• **Passage given**:
******************************

Furthermore, circuits with very wide (high-energy) pulses are known; they permit the starting and transfer of arc tubes with a very high cold filling pressure. However, this requires very large, voluminous starting inductors for rectified RF pulses (DE-A 34 26 491). Or a so-called internal starter, which briefly short-circuits the ballast inductor, generates a relatively wide starting pulse. A corresponding arrangement is to be found, for example, in U.S. Pat. No. 5,336,974 and U.S. Pat. No. 5,185,557. However, it is disadvantageous that the ballast inductor is loaded in this case with the entire starting voltage. This is damaging to most ballasts.

There is likewise a multiplicity of proposals with regard to the power reduction of lamps. The conventional technology is based on a phase-gating control such as is described, for example, in U.S. Pat. No. 3,925,705 and DE-A 34 38 003. An RC element is connected in parallel in both cases to a semiconductor switching element (for example a sidac or a diac-controlled triac). In order to avoid the replacement of an already existing ballast, use is made of a retrofit lamp in which a capacitor is arranged in parallel with the discharge vessel in the outer bulb (WO 96/21337 and EP 030 785). A disadvantage in this case is the difficulty of implementation and, in some circumstances, the complicated measures for following the radio-interference regulations.

******************************

• **Listing**:
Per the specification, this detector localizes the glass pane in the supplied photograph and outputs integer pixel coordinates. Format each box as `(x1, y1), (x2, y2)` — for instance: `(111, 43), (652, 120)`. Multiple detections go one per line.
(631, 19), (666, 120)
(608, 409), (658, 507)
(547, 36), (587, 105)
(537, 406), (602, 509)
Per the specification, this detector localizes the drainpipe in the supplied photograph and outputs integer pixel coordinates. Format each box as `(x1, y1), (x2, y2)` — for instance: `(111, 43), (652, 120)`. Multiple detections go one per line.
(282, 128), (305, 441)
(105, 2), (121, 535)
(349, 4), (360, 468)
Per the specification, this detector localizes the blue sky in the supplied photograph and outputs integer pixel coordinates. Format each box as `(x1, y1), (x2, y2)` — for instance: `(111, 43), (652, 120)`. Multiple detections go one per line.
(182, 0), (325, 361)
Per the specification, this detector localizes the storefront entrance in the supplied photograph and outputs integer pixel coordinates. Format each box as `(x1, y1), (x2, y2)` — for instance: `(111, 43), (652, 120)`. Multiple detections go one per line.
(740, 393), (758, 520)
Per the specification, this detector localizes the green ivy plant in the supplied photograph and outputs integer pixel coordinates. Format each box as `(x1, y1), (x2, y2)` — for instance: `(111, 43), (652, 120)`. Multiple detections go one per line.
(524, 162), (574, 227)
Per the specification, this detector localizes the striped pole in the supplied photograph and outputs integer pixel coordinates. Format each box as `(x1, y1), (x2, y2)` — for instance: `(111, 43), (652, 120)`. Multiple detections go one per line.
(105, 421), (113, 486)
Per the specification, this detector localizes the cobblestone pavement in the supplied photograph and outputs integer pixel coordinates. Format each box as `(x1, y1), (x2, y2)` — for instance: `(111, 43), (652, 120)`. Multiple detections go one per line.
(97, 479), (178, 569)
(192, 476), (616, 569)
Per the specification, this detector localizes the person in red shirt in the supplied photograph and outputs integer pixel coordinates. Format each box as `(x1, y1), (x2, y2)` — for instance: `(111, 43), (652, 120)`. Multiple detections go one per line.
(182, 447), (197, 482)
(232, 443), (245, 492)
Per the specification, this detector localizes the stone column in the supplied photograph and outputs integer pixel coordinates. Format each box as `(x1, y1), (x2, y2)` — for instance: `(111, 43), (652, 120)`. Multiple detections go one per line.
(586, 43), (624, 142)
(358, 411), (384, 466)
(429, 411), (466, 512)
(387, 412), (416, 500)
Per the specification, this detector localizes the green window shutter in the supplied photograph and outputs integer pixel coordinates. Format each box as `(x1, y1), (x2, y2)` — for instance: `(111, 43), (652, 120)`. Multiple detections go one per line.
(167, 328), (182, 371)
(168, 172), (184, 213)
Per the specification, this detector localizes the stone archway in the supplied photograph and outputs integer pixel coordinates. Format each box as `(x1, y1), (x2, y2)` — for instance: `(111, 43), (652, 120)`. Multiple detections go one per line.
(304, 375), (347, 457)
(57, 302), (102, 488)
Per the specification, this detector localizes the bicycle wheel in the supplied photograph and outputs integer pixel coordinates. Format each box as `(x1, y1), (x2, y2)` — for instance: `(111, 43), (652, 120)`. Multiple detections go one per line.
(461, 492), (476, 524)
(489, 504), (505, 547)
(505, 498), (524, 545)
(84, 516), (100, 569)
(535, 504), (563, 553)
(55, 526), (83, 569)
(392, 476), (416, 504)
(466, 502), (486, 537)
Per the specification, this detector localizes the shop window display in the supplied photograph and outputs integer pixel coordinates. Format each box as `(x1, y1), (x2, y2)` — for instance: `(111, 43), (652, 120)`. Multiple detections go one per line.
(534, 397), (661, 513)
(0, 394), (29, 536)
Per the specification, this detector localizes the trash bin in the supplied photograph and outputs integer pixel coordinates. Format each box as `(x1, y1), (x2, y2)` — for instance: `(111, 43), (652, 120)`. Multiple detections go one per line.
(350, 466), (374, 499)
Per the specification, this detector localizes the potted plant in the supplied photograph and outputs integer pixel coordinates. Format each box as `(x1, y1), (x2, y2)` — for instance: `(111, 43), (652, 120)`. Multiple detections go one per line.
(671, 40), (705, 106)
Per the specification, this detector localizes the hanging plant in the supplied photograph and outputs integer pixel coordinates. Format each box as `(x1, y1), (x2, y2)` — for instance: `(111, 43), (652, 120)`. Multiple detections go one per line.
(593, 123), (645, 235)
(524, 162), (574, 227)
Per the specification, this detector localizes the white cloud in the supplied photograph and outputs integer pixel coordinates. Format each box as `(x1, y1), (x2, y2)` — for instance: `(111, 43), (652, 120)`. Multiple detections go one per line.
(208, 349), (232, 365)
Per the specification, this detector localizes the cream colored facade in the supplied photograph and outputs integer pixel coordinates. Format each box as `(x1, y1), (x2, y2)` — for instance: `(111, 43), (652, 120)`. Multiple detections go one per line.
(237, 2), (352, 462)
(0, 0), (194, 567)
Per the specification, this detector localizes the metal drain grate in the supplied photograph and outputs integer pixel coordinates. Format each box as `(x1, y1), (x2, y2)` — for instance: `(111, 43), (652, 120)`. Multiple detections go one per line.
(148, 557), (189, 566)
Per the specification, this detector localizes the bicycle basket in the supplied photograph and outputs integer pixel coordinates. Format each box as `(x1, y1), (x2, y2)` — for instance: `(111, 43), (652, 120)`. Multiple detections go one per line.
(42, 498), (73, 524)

******************************

• **Written problem 1**: Please set down the part of the lamp-circuit passage that opens with the words containing "There is likewise" and closes with "the radio-interference regulations.", copying it word for word.
• **Written problem 2**: Resume the lamp-circuit passage after its last sentence, carrying on in the same style.

• **Expected answer 1**:
There is likewise a multiplicity of proposals with regard to the power reduction of lamps. The conventional technology is based on a phase-gating control such as is described, for example, in U.S. Pat. No. 3,925,705 and DE-A 34 38 003. An RC element is connected in parallel in both cases to a semiconductor switching element (for example a sidac or a diac-controlled triac). In order to avoid the replacement of an already existing ballast, use is made of a retrofit lamp in which a capacitor is arranged in parallel with the discharge vessel in the outer bulb (WO 96/21337 and EP 030 785). A disadvantage in this case is the difficulty of implementation and, in some circumstances, the complicated measures for following the radio-interference regulations.

• **Expected answer 2**:
SUMMARY OF THE INVENTION

It is the object of the present invention to provide a circuit arrangement which starts an electrode discharge lamp quickly and simply and requires few electronic components therefor. An additional object is to specify a method for operating such a lamp, and to specify a compact assembly of lamp and circuit arrangement.

The object has been achieved in accordance with the invention by developing a circuit arrangement in which a capacitor connected in parallel with the assigned lamp is charged up to a voltage (transfer voltage) higher than the required and previously exclusively targeted (customary) no-load voltage. The no-load voltage corresponds to the input voltage in the case of conventional ballasts. This voltage is made immediately available to the plasma after breakdown has occurred. The increased voltage is provided by means of at least one of the following measures: by means of the closing operation on a resonant circuit (preferred), by means of a resonant increase or by means of a combination of the two.

The power reduction is performed by means of a phase-gating control known in principle per se (see above). In this case, in order to maintain the maximum permissible radio-interference voltage the capacitor (transfer capacitor) connected in parallel with the lamp can be disconnected from the electrical circuit after starting of the lamp, thus preventing the periodic switching of a low-resistance source to a capacitor.

It has emerged that in the case of discharge lamps the voltage available after the first breakdown is crucial in some cases for the final transfer of the arc.

Discharge lamps with a very high filling pressure (for example sodium-vapor high-pressure lamps with a very high xenon cold filling pressure of typically 1 to 3 bar) can frequently be started only with difficulty, since a high starting voltage is required for the first breakdown, and the transfer proceeds only very hesitantly.

They require pulses with a very high voltage and power for starting and transfer. Moreover, a high transfer voltage favors successful transfer of the arc as early as after the first breakdown.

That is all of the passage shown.